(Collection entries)
----------------------------------------
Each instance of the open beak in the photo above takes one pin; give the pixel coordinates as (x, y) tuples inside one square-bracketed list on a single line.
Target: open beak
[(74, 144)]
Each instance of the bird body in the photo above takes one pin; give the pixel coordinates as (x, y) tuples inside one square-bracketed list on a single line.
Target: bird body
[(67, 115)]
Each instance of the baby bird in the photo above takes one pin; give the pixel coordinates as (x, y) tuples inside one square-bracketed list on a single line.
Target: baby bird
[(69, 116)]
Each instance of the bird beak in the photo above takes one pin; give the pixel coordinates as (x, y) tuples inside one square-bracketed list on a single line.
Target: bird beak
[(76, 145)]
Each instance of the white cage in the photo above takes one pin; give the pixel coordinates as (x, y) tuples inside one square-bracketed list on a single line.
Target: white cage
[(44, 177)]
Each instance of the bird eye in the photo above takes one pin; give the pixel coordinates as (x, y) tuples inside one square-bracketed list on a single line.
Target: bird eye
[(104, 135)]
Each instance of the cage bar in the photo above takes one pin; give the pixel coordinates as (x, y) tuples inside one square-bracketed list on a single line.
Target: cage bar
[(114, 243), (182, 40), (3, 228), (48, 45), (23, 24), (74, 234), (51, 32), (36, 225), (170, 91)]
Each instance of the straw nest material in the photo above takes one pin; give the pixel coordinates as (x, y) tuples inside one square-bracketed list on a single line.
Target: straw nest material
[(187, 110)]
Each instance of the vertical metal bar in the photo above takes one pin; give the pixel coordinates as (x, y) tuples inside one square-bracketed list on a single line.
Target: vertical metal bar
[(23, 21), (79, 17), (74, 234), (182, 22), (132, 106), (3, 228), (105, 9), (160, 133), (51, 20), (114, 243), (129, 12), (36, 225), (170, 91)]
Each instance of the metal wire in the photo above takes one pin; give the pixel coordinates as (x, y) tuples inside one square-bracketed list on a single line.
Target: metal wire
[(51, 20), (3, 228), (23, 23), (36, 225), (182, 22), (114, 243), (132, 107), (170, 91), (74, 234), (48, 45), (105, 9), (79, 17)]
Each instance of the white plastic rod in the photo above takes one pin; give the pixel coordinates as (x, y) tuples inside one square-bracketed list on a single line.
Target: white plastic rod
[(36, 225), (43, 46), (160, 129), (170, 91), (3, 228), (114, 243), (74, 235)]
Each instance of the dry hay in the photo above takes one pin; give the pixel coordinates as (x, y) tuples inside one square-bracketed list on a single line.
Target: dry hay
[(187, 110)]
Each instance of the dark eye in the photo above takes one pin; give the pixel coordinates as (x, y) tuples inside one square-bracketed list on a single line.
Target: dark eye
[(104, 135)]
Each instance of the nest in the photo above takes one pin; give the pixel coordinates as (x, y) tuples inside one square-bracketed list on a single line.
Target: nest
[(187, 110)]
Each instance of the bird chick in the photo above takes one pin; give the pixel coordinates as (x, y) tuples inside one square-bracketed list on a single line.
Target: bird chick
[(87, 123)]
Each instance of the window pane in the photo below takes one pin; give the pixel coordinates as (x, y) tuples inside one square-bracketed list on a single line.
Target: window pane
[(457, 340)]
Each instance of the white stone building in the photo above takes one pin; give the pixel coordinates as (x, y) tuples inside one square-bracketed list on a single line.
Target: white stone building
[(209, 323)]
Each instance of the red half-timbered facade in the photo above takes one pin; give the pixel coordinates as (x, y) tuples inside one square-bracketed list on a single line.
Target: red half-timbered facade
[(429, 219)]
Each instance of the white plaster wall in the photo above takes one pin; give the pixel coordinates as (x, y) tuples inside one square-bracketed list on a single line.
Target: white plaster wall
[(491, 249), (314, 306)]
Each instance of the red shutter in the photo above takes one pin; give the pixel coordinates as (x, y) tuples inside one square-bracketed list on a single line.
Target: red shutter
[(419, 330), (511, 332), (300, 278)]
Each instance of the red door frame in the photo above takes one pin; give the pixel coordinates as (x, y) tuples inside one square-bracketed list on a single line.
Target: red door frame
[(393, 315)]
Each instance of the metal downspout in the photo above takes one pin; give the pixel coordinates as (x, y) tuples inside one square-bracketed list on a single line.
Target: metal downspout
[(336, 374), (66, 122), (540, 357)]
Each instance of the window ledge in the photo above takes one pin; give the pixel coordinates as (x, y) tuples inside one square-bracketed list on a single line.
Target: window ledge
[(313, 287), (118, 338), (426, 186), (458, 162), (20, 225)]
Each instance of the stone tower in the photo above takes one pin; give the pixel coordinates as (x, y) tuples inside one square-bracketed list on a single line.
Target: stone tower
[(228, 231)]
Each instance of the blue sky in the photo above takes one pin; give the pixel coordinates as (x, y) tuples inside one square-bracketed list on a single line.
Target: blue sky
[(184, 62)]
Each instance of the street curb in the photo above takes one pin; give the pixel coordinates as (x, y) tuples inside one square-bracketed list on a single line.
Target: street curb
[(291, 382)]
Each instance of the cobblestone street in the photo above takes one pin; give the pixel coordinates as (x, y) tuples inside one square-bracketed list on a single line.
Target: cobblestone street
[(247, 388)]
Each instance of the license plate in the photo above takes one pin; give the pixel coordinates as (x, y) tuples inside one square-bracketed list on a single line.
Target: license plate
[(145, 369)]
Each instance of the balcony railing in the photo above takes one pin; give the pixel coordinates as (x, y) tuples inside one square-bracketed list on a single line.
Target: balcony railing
----------------------------------------
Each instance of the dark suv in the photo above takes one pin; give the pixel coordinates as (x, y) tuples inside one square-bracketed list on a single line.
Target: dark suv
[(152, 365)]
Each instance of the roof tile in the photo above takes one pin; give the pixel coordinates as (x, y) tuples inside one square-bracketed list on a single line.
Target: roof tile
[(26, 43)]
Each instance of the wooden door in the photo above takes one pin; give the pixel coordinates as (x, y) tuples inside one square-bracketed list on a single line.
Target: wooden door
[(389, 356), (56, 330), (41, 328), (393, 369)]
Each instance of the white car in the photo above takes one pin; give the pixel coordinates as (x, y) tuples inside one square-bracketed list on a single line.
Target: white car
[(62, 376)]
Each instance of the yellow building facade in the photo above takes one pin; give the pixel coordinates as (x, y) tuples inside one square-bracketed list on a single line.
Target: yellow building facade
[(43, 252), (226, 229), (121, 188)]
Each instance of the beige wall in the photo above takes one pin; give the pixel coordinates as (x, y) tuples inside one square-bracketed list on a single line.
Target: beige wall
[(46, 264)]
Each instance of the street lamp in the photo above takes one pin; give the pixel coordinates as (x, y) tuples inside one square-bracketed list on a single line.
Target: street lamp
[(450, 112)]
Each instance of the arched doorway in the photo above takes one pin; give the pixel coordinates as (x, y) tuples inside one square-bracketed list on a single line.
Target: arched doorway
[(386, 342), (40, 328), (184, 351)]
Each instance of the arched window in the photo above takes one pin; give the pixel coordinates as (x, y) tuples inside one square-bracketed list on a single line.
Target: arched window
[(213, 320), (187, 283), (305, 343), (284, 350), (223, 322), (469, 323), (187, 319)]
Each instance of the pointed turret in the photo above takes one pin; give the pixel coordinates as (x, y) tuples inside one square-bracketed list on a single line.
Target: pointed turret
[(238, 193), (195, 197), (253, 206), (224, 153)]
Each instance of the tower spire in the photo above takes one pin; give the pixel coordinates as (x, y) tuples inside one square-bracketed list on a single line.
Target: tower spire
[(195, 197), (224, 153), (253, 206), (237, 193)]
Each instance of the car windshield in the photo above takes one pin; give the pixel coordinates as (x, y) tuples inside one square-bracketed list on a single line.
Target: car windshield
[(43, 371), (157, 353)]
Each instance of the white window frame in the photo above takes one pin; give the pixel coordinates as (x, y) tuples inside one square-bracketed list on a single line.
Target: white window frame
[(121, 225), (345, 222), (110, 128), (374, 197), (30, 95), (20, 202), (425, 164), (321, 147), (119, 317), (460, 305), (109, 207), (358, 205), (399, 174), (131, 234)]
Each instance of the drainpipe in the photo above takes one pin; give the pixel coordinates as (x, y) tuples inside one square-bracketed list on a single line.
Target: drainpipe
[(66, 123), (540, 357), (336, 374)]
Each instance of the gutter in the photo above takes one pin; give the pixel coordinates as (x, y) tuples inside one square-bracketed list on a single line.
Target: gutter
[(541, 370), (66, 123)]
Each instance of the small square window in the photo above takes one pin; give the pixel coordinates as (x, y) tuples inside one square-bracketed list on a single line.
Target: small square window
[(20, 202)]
----------------------------------------
YOUR GOAL: Copy the data above without any changes, starting at the line containing "Each instance of the cage" and ending at the line containing "32), (36, 225), (170, 91)]". Include both of those lines.

COMPLETE ANSWER:
Each instance of the cage bar in the photo above takes one pin; give the pixel coordinates as (x, y) tuples inside one square-bracketed list on a single line.
Target: cage bar
[(114, 243), (182, 40), (3, 228), (48, 45), (23, 24), (74, 234), (51, 32), (36, 225), (170, 91)]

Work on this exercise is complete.